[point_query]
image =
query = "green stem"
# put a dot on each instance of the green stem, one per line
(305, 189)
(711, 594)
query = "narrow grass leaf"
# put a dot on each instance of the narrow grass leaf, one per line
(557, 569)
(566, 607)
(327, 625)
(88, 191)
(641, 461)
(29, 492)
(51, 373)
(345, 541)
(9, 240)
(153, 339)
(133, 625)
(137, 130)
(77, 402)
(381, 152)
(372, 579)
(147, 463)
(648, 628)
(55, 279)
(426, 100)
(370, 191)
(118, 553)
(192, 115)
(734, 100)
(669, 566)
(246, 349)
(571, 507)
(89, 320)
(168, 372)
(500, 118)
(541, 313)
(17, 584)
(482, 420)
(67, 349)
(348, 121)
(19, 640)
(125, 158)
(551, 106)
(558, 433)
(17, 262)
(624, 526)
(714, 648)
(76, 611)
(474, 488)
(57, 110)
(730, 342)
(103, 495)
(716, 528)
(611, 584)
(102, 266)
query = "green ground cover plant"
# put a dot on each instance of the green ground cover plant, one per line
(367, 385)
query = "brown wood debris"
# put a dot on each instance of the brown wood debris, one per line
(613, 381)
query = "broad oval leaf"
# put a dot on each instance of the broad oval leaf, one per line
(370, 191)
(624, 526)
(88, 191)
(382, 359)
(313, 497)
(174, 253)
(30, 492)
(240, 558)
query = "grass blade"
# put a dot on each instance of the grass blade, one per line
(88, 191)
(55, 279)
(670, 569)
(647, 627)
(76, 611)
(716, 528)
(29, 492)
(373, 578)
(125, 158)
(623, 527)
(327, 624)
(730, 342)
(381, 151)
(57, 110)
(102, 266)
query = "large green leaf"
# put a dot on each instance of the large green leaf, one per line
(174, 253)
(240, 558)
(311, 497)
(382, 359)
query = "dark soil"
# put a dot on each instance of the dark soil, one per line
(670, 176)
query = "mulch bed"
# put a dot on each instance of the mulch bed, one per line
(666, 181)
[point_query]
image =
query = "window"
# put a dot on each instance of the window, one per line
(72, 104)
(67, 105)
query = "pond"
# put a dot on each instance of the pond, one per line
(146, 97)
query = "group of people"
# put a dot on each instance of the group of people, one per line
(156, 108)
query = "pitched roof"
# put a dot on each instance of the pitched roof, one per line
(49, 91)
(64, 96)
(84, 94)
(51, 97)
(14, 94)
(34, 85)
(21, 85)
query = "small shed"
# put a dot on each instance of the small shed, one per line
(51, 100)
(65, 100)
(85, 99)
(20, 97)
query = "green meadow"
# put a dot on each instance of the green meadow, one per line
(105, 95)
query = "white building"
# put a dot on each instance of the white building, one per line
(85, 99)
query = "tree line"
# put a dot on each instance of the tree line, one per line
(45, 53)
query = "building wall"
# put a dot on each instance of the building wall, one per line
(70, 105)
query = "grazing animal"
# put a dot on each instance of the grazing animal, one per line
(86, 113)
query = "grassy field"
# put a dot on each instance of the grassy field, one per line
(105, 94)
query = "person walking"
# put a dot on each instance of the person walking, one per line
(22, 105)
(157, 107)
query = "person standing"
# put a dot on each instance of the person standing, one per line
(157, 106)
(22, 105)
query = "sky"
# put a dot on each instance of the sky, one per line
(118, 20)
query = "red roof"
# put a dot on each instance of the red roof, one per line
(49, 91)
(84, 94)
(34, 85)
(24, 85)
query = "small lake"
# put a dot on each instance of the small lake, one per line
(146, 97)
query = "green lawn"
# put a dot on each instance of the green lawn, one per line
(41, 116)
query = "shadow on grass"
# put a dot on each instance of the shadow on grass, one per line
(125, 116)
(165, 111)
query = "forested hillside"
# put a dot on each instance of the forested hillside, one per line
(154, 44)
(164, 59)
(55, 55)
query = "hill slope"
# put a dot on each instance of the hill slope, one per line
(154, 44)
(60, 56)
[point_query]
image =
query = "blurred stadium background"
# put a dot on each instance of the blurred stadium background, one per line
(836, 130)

◆ ◆ ◆ ◆

Given problem
Transcribe every line of the data, exactly as it stands.

Result
[point_query]
image =
query = "green stem"
# put a dot on each instance of the green stem, one per line
(305, 189)
(711, 594)
query = "narrow grass leaf"
# put a dot on each instance of the narrow grass leaf, one per line
(557, 569)
(566, 607)
(327, 625)
(88, 191)
(641, 461)
(29, 492)
(51, 373)
(345, 541)
(9, 240)
(153, 339)
(133, 625)
(137, 130)
(77, 402)
(381, 152)
(372, 579)
(147, 463)
(648, 628)
(55, 279)
(426, 100)
(370, 191)
(118, 553)
(192, 115)
(734, 100)
(669, 566)
(246, 349)
(571, 507)
(89, 320)
(168, 372)
(500, 118)
(541, 313)
(17, 584)
(482, 420)
(67, 349)
(348, 121)
(19, 640)
(125, 158)
(551, 106)
(558, 433)
(17, 262)
(624, 526)
(714, 648)
(76, 611)
(474, 488)
(57, 110)
(730, 342)
(103, 495)
(716, 528)
(611, 584)
(102, 266)
query = "green ground cover plant"
# put a dot on each instance of the green ground cover plant, one per line
(367, 385)
query = "brown wood debris"
# put a dot on each instance of the brown wood debris, one per line
(613, 381)
query = "broad oval leaf"
# put a dot on each instance of the broad oval leaf, one per line
(370, 191)
(624, 526)
(88, 191)
(382, 359)
(313, 497)
(174, 253)
(30, 492)
(240, 558)
query = "grass blade"
# put a dot on each instance of the grass blade, one per line
(88, 191)
(55, 279)
(670, 569)
(647, 627)
(76, 611)
(716, 528)
(29, 492)
(373, 578)
(125, 158)
(623, 527)
(327, 624)
(730, 342)
(381, 151)
(57, 110)
(102, 266)
query = "large green leaf"
# put a dot on each instance of the large green leaf, one per line
(174, 253)
(240, 558)
(311, 497)
(382, 359)
query = "dark soil"
# put a dot on each instance of the dark soil, one per line
(670, 176)
query = "mulch bed"
# put a dot on each instance of the mulch bed, one per line
(666, 181)
[point_query]
image =
query = "window"
# put a dot on each instance of the window, one per line
(72, 104)
(67, 105)
query = "pond"
# put a dot on each instance of the pond, one per line
(146, 97)
query = "group of people"
# put a dot on each instance of the group of people, one per line
(156, 108)
query = "pitched roof"
# put a dot on each instance of the pitched roof, one per line
(49, 91)
(64, 96)
(84, 94)
(51, 97)
(14, 94)
(34, 85)
(21, 85)
query = "small shed"
# put a dot on each instance of the small shed, one per line
(51, 100)
(65, 100)
(85, 99)
(20, 97)
query = "green meadow"
# put a dot on each instance of the green meadow, one per line
(105, 95)
query = "white building"
# put a dot on each instance of the white building, one per line
(85, 99)
query = "tree line"
# put a dot on each instance of the tree line, one per line
(45, 53)
query = "building wall"
# put a dot on each instance of the building wall, one per line
(70, 105)
query = "grazing animal"
# put a dot on each instance of the grazing animal, one per line
(86, 113)
query = "grassy field"
# put a dot on each instance of the grassy field, one per line
(105, 94)
query = "person walking"
# put a dot on each instance of the person walking, one per line
(22, 105)
(157, 107)
query = "person standing"
# put a dot on each instance of the person standing, one per line
(157, 106)
(22, 105)
query = "sky"
# put a dot on each instance of the sky, one per line
(118, 20)
query = "red roof"
# put a dot on each instance of the red roof, one per line
(49, 91)
(84, 94)
(34, 85)
(24, 85)
query = "small lake"
# put a dot on each instance of the small lake, one per line
(146, 97)
query = "green lawn"
# put a dot on each instance of the green lawn, one per line
(41, 116)
query = "shadow on grass"
# put a dot on each instance of the shadow on grass, one per line
(125, 116)
(165, 111)
query = "forested hillside"
# put a dot on each instance of the forested hillside, one per line
(154, 44)
(164, 59)
(55, 55)
query = "hill slope"
# put a dot on each instance of the hill slope, one per line
(154, 44)
(60, 56)
[point_query]
image =
query = "blurred stadium background"
# put a dot on each instance of the blurred stadium background, one per line
(836, 130)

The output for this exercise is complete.